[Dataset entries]
=== Section Start ===

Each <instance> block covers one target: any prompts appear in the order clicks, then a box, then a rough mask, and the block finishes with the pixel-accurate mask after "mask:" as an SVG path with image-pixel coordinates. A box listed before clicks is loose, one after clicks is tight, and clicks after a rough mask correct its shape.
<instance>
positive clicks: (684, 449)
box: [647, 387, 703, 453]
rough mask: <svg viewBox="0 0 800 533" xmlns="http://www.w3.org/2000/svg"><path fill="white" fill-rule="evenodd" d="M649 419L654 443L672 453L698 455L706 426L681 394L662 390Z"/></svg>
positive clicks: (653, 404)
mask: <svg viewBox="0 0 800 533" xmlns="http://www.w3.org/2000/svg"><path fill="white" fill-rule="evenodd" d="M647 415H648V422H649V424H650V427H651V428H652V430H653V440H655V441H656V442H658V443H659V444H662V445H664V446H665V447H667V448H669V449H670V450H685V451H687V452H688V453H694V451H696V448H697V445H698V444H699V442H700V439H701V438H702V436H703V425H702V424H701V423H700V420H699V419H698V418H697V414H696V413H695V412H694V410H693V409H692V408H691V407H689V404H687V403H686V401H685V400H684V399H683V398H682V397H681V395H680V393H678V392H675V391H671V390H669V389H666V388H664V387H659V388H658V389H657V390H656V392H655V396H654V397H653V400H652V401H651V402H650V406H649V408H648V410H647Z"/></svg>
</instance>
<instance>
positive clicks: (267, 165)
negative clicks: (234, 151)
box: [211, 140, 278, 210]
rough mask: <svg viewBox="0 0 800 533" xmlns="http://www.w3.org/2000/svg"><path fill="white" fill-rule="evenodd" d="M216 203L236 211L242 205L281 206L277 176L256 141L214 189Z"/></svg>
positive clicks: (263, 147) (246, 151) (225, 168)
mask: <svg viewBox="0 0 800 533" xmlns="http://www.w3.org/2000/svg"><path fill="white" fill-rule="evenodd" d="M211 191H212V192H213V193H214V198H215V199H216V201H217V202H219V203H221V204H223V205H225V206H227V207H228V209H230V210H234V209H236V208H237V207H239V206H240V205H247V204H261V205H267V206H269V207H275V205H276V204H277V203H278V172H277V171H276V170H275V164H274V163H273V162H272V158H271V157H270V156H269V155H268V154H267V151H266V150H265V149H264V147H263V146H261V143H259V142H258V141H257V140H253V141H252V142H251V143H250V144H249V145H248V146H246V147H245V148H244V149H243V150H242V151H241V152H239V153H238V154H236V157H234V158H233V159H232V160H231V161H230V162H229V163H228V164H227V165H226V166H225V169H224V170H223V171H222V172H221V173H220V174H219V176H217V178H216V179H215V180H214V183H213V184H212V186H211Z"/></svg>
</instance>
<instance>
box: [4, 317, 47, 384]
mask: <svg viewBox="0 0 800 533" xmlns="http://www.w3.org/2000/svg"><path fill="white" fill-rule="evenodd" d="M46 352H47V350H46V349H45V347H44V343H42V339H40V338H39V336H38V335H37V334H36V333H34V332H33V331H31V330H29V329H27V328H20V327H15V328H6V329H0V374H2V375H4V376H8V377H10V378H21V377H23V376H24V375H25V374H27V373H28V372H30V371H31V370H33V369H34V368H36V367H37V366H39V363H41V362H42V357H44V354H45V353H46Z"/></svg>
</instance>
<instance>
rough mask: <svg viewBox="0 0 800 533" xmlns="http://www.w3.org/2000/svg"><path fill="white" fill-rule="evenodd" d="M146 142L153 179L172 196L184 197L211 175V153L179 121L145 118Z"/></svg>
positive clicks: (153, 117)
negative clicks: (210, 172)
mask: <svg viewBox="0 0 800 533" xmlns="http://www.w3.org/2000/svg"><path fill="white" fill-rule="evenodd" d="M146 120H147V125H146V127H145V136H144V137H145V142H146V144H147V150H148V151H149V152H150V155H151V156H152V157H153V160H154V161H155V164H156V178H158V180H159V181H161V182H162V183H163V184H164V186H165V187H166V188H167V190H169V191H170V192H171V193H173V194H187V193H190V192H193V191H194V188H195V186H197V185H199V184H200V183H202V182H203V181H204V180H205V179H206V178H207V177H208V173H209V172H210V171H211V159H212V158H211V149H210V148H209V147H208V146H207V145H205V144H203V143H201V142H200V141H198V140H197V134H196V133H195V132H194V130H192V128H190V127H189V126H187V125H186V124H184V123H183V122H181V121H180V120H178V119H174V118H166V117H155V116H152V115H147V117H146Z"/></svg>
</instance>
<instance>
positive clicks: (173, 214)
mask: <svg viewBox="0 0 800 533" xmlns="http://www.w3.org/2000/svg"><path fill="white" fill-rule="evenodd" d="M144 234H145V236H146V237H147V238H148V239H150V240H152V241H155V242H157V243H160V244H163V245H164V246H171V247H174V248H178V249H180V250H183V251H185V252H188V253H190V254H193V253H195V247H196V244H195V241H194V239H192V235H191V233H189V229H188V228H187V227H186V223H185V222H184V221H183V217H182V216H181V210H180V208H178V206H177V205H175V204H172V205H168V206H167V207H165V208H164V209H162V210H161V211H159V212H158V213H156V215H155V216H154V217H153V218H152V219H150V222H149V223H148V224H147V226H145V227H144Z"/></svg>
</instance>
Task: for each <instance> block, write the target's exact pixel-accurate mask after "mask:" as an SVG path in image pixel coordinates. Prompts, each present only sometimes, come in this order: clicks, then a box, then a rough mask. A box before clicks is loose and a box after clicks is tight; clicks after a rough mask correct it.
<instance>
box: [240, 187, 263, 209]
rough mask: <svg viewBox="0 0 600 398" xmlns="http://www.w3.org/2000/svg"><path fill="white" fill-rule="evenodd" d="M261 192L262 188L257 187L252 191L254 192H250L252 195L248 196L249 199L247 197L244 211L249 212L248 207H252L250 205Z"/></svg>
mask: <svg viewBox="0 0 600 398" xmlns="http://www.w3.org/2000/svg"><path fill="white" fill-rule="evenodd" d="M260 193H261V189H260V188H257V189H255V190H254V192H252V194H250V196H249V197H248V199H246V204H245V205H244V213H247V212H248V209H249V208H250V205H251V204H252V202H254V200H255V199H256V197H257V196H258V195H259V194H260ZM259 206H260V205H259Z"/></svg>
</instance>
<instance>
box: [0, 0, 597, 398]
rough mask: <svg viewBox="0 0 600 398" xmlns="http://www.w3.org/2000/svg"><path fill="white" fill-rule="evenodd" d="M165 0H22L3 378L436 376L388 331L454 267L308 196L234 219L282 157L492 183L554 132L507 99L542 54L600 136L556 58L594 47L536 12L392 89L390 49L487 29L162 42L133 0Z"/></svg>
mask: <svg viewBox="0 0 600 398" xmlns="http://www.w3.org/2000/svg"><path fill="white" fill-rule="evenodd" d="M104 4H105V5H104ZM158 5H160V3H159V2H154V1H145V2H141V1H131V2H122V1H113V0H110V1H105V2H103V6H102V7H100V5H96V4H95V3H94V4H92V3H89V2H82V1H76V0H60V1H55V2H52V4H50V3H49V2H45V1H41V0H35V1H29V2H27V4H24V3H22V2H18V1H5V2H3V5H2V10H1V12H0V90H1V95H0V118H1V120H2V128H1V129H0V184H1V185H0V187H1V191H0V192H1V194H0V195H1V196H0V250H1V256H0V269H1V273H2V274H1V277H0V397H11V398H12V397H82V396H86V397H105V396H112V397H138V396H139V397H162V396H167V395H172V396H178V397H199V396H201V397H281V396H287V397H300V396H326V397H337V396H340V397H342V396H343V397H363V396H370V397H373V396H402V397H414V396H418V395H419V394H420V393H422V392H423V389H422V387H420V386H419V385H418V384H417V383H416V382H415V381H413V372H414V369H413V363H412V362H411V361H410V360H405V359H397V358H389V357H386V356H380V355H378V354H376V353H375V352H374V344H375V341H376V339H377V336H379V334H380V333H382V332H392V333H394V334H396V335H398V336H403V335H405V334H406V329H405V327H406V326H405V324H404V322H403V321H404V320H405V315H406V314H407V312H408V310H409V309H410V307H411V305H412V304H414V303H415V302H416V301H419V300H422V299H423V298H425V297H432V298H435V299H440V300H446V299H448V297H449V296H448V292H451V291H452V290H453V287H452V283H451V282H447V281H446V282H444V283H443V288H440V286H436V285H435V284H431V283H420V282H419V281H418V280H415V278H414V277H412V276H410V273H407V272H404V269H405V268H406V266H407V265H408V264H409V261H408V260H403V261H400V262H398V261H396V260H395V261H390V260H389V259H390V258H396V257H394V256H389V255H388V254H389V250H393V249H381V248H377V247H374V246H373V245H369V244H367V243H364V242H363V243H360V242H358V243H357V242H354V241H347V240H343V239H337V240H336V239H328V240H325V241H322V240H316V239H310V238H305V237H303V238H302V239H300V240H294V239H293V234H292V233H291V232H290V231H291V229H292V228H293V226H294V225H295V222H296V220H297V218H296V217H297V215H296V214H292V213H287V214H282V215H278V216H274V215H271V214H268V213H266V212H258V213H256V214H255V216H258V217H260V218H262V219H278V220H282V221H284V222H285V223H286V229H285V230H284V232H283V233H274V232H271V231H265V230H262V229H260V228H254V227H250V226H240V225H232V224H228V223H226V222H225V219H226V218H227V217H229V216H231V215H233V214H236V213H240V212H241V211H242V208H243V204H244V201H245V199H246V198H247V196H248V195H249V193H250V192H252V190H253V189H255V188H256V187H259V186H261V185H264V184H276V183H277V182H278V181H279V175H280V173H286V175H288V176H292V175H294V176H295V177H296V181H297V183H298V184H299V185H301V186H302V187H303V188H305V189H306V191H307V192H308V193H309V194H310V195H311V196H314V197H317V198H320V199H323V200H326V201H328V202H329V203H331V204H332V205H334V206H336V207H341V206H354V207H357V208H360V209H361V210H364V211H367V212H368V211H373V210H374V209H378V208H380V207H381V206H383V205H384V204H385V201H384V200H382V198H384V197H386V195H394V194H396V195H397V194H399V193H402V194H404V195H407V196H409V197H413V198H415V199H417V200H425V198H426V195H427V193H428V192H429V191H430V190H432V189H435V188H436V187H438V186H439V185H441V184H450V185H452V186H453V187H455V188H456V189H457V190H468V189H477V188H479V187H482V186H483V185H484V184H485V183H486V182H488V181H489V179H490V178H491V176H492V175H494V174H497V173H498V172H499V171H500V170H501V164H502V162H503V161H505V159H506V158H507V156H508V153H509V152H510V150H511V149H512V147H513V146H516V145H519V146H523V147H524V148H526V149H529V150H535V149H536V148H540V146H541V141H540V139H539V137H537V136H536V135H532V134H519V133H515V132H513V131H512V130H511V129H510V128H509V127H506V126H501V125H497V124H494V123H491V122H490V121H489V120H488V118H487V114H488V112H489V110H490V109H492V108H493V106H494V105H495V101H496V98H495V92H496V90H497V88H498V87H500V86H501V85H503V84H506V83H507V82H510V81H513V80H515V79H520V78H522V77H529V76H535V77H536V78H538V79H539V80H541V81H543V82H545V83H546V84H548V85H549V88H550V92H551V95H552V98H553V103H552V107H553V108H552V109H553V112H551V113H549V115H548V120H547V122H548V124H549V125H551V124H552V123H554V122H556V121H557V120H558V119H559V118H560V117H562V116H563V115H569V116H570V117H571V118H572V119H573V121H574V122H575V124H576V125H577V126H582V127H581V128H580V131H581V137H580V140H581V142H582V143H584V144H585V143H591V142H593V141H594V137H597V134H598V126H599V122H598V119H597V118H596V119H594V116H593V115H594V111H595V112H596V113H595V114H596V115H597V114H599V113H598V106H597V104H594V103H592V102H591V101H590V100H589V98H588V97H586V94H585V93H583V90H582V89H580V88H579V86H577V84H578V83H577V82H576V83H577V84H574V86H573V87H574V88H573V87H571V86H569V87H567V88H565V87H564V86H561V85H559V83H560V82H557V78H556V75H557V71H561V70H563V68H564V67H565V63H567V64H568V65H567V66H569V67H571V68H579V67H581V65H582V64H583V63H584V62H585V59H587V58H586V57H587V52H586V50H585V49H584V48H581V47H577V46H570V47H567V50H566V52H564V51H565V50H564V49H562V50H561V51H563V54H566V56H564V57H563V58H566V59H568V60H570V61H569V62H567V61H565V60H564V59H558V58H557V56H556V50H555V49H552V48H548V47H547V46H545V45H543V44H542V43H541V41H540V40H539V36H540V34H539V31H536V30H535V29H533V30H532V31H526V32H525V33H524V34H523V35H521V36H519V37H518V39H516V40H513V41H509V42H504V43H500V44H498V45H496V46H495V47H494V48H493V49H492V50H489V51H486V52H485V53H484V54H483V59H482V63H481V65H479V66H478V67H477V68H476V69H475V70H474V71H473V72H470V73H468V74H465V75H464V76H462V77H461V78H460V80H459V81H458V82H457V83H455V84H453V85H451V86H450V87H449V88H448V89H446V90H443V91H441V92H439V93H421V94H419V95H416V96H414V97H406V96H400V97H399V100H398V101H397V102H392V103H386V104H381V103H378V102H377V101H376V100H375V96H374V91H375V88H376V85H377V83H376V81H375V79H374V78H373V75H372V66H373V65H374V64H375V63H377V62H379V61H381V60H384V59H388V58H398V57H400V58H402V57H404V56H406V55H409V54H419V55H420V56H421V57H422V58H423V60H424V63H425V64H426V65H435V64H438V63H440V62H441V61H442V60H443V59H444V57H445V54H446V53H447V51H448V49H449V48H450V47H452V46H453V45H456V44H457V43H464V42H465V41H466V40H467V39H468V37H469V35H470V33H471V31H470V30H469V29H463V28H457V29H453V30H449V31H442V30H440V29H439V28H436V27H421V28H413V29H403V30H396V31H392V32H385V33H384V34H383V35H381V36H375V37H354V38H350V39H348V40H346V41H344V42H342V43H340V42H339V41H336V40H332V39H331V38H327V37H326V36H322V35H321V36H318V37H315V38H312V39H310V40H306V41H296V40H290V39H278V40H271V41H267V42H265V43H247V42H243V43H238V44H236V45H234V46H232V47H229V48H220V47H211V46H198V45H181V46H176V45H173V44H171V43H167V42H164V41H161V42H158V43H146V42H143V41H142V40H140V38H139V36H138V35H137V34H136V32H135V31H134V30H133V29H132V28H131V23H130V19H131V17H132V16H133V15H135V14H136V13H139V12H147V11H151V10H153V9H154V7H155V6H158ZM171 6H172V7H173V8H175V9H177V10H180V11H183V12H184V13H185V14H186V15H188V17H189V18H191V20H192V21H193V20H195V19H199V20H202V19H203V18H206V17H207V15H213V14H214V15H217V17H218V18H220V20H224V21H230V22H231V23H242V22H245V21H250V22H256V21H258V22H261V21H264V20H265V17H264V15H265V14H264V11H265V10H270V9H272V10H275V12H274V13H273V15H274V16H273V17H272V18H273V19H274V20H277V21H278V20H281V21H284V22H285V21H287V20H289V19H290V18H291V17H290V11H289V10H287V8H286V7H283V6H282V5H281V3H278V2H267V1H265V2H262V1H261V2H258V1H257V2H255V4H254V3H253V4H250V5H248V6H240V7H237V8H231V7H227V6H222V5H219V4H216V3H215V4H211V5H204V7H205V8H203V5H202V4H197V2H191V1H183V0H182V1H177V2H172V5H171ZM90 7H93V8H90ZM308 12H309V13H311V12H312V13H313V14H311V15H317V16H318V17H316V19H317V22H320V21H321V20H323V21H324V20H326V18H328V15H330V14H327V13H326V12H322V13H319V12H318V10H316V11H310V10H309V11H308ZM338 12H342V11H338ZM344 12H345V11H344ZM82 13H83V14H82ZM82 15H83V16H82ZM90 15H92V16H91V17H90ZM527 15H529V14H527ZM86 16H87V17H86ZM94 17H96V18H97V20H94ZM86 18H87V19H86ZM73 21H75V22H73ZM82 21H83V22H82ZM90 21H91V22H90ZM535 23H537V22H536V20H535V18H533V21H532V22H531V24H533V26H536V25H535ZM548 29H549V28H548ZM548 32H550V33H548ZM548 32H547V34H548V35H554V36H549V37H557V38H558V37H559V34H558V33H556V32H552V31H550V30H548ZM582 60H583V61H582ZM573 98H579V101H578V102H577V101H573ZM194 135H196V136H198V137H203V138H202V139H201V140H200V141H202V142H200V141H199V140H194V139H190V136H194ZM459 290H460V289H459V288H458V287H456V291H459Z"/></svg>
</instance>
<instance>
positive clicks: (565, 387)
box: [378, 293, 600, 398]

=== Section End ===

• Your instructions
From the entries above, extract only the lines running from the one containing "box: [211, 140, 278, 210]" through the one containing "203L236 211L242 205L281", inclusive.

• Task output
box: [211, 140, 278, 210]
rough mask: <svg viewBox="0 0 800 533" xmlns="http://www.w3.org/2000/svg"><path fill="white" fill-rule="evenodd" d="M216 203L236 211L242 205L281 206L277 176L256 141L214 189Z"/></svg>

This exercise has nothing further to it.